━━━ Given information ━━━

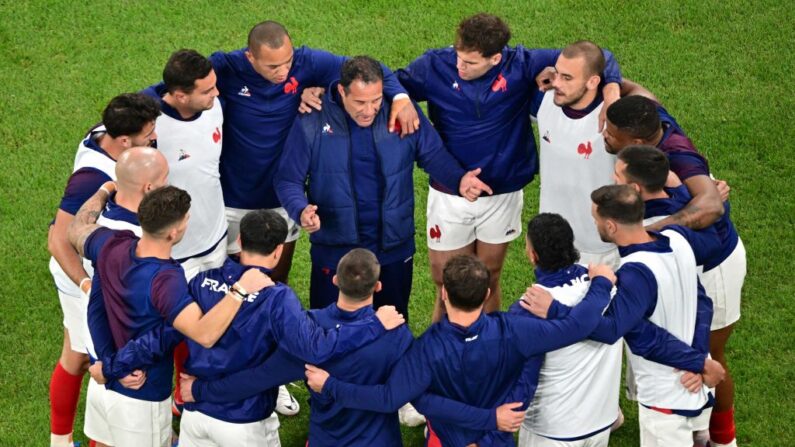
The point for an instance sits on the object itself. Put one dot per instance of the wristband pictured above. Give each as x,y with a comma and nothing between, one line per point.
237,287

━━━
━━━ Given information ━━━

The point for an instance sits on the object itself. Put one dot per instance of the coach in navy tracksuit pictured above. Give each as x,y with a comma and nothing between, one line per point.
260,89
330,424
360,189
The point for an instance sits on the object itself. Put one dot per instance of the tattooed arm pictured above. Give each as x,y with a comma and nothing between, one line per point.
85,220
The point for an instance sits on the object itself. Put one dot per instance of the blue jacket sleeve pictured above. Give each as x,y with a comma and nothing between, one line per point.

━━━
━━━ Given information ━━━

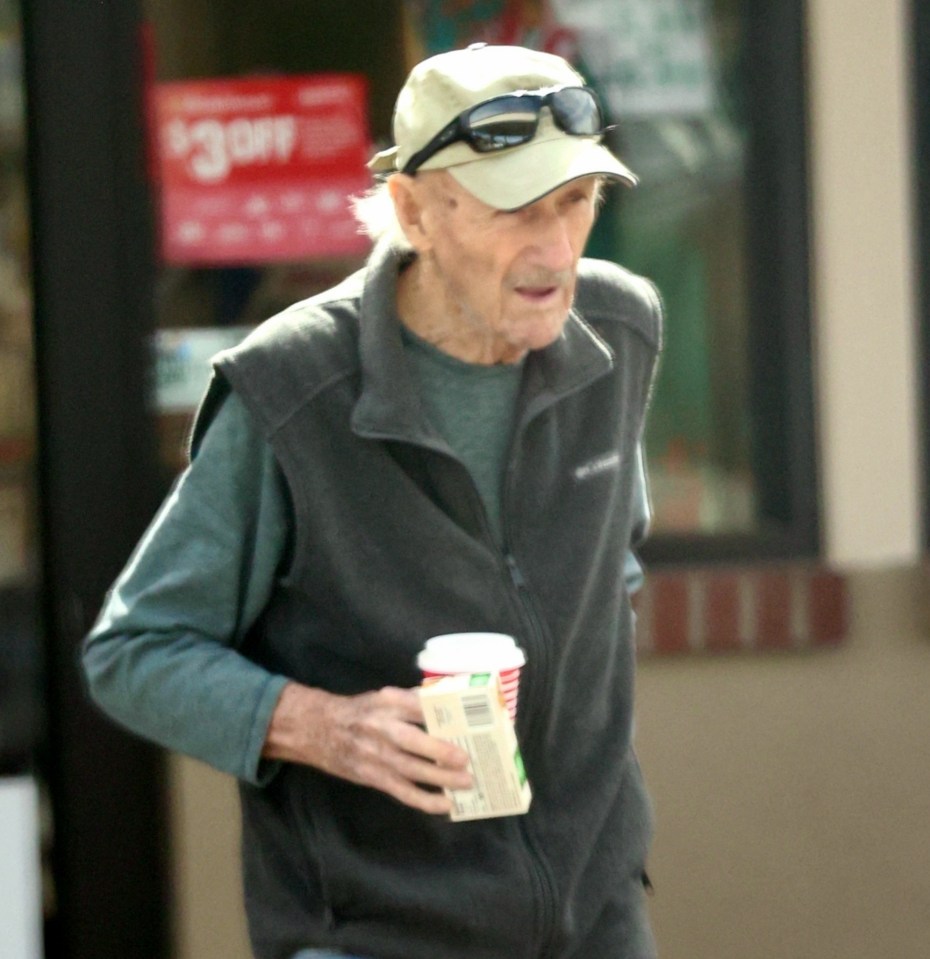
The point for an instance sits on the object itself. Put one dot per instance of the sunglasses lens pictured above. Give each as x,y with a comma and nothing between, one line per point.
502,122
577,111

━━━

:: Exercise details ::
Beginning at the line above that contains "of the coach", return each line exactly through the line that contains "of the blue", and no others.

:: Answer to the exercise ::
The point for an instance sits on the object itself. Put one dot per instance of the coach in navy tracksuit pictured above. Give each as x,y with a comma and nothing between, one line per point.
260,89
330,424
360,189
The point for an instance sits on the object itself. Put one dot per instance of the tattooed arm pictured above. Give each as x,y with a comma and nothing between, one line per point.
85,220
The point for an instance sits on the object itself. Put one dot per instance of the blue jacket sleeve pictured above. Give each as x,y with a comma and nothing between, one line per point.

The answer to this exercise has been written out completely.